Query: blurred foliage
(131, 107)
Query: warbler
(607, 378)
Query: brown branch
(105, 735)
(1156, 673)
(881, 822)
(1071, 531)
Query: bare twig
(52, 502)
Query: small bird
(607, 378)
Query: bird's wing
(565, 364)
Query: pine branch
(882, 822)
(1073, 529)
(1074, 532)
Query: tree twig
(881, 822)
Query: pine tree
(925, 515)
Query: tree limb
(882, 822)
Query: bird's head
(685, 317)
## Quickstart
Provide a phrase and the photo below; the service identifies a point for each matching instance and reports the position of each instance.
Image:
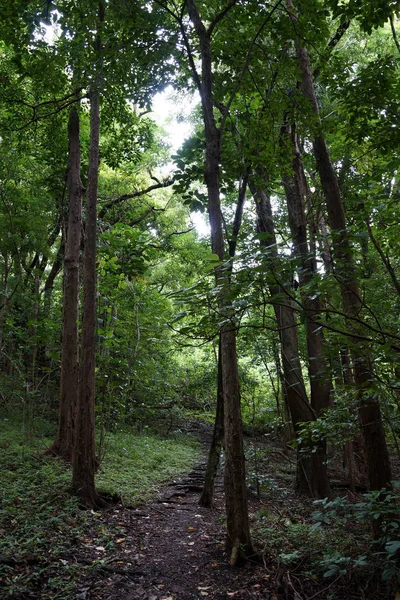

+++

**What to do:** A verbatim copy of the data, free of pictures, is the expected answer.

**Exercise response:**
Query: blurred foliage
(131, 107)
Query: warbler
(607, 378)
Query: brown branch
(105, 735)
(1156, 673)
(881, 822)
(1071, 531)
Query: bare twig
(52, 502)
Query: small bird
(607, 378)
Query: bird's wing
(565, 364)
Query: pine branch
(882, 822)
(1073, 529)
(1074, 532)
Query: tree twig
(881, 822)
Query: pine tree
(925, 515)
Query: tree limb
(882, 822)
Query: bird's head
(685, 317)
## Quickstart
Provide a phrase and the photo below; the service identifies a point for each matching instance and reports the position of each instance.
Image:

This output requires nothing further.